Instructions to follow
Copy out the data below, changing every "keypoint" to "marker" and keeping everything else the same. Omit the pictures from your copy.

Given records
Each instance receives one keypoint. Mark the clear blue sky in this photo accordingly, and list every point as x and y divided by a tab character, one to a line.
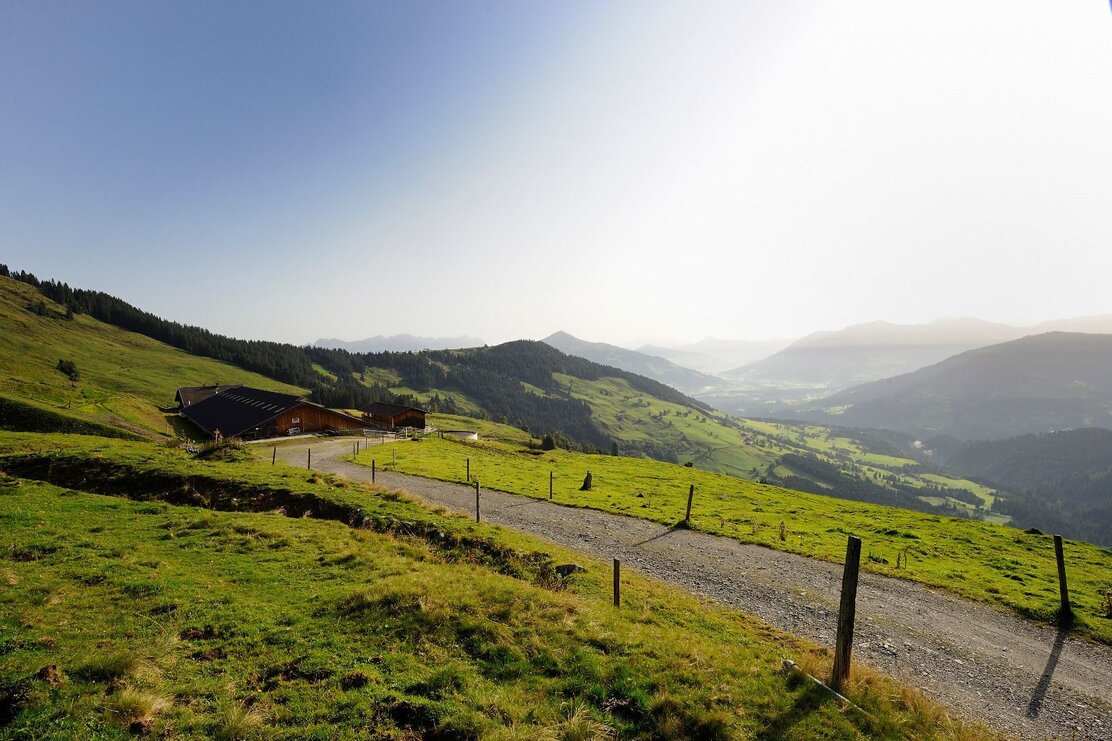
623	170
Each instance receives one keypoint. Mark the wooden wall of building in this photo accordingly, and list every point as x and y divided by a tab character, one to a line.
310	418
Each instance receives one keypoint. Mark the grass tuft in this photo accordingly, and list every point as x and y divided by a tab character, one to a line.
131	705
238	721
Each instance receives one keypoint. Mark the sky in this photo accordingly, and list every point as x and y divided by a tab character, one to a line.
626	171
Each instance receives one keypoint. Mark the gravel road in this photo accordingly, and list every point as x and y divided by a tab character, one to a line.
1016	675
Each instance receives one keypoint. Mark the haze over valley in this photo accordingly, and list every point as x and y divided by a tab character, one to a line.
595	371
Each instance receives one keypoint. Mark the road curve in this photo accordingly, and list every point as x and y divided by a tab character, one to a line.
1020	677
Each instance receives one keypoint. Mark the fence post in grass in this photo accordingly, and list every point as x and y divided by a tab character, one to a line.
1065	611
617	583
846	613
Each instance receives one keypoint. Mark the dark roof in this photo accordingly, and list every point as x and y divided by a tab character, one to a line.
189	395
238	408
384	409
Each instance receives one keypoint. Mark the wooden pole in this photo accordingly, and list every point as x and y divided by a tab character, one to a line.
617	583
846	613
1063	590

Reply
Each instance receives one marker. Mark the clear blue sky in this photo accordingly, and list every point as x and y divided by a tab character, one to a line.
623	170
Each instance receives one marker. Mark the wooden wall of building in this photo accordingly, and list every point as x and y divided by a tab character, one to a line.
310	418
Each instance receives one marker. Mark the grass tuft in this photo accordingly, and list every point as x and y divided by a tab character, one to a line.
131	705
238	721
Each instance receives one marker. Mark the sky in this photo accordingly, and list every point as x and y divided by a tab character, one to a line.
626	171
Each instance receives one marker. Mark the gravel road in this photo accordingly, and list every point as x and y divided by a tab character, one to a line.
1016	675
Each instance receives one marker. Mark the haze over valley in this photo accordingly, and list every point as x and y divided by a tab character, one to a line.
595	371
Each instance receives one marker. Mark the road curve in this photo accordingly, and list every point as x and y divided by a tab character, one to a line.
1020	677
Each instance receives one marker. Mark the fence post in grass in this photo accordingly, and list every point as x and y divided by a tab character, one to a line.
1065	611
617	583
846	613
Each instance receives one marker. Mark the dark roof in this photo accordingly, and list every point as x and y divided by a tab character, one to a line.
189	395
238	408
384	409
Each instance receives one marker. Mark the wooden pole in this photo accordingly, and list every point as x and y divided by a tab character, one to a line.
617	583
846	613
1063	590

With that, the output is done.